* BEGIN Provided passage *

Yesterday, a video of a conversation between Andrew Weissman and Jack Smith was getting attention, including from me. The total time on it is an hour and almost 20 minutes. But at the beginning, the first 6 minutes and 20 seconds are the UCL spokesperson giving Weissman’s resume, and after that, Weissman gives Smith’s resume and then asks him about it, and, to a degree, ethical type questions about, e.g., how a righteous prosecution can be determined. My interest is primarily in the Trump**(*) cases, as I suppose is everyone’s here. Given a choice, I would start watching at the 34:43 mark when Andrew asks Jack to explain “special counsel.” But you could certainly wait until about the 42:00 mark. Either way cuts it down significantly

This from Common Dreams is a piece of analysis, and a fairly deep one at that. If you don’t find it helpful, that’s OK. I’m not crazy myself about how the author uses “Israel” as shorthand for “the government of Israel,” but I ay be oversensitive because I too now live in a country whose governmen does horrible things not supported by all the people.

Yes, I realize Politico is iffy. But they seem to be the ones who did the reporting which everyone else is citing as evidence of just how much trouble we are in. And Politico and everyone who is citing them may in fact be underestimating.

Research from The Conversation. It makes no sense to me, and it probably won’t to you either. But to me the key question, which is missing from the article, is what can we do about it? Can education help immunize people against it? Or is it somehow an inborn trait?

* END Provided passage *
* BEGIN Information given *

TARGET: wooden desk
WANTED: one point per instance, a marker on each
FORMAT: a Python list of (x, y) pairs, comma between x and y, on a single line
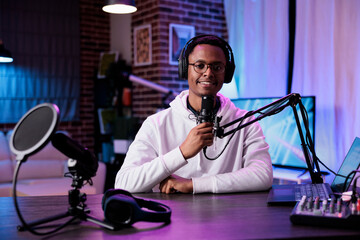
[(204, 216)]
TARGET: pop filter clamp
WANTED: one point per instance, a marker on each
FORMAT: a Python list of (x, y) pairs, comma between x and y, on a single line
[(34, 130), (292, 100)]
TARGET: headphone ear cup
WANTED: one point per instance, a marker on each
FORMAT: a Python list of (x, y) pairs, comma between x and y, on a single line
[(112, 192), (229, 72), (182, 65)]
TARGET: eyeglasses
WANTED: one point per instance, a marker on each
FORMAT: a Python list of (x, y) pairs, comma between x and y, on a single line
[(202, 67)]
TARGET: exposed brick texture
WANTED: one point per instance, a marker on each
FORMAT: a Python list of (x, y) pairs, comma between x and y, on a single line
[(206, 16)]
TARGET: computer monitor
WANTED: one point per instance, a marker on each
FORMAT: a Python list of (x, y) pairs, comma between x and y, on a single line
[(281, 131)]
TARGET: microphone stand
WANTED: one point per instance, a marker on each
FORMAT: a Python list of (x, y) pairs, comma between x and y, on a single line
[(273, 108), (76, 210)]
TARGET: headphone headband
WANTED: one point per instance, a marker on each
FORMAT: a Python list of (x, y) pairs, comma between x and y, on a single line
[(123, 209), (183, 58)]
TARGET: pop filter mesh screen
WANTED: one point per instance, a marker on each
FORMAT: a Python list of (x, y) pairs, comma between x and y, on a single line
[(33, 128)]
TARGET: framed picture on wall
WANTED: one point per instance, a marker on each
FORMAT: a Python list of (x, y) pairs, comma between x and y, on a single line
[(142, 45), (106, 58), (178, 37)]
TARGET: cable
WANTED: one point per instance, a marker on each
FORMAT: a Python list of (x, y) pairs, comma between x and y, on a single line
[(347, 178)]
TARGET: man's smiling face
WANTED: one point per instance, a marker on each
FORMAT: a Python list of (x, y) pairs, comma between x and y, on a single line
[(207, 83)]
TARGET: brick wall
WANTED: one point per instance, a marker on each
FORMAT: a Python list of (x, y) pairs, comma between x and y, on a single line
[(95, 38), (206, 16)]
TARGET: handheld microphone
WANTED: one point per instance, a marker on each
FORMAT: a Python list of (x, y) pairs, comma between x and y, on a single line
[(82, 161), (206, 112)]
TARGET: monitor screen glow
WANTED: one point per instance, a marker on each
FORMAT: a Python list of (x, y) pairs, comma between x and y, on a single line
[(281, 131)]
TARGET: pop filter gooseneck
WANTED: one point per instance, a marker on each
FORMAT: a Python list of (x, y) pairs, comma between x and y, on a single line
[(30, 135), (34, 130)]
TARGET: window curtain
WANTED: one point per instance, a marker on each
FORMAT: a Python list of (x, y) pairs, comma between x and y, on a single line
[(44, 39), (326, 62), (259, 36)]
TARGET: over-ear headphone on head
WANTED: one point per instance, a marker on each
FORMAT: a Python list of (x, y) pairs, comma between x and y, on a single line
[(212, 40), (123, 209)]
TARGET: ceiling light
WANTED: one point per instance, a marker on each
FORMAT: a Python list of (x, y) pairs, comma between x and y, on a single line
[(120, 6)]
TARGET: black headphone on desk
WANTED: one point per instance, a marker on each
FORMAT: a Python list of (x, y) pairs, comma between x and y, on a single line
[(212, 40), (123, 209)]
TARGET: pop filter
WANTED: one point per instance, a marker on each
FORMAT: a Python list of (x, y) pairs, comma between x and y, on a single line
[(34, 130)]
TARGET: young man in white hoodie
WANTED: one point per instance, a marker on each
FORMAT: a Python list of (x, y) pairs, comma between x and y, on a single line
[(167, 153)]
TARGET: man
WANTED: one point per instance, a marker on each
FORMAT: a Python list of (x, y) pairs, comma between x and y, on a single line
[(168, 147)]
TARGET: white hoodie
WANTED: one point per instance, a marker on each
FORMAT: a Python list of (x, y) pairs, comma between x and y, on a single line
[(245, 165)]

* END Information given *

• What to work on:
In the provided passage, what is the text starting at "This from Common" and ending at "all the people."? Reproduce it word for word. The items come from a separate source.

• Written answer:
This from Common Dreams is a piece of analysis, and a fairly deep one at that. If you don’t find it helpful, that’s OK. I’m not crazy myself about how the author uses “Israel” as shorthand for “the government of Israel,” but I ay be oversensitive because I too now live in a country whose governmen does horrible things not supported by all the people.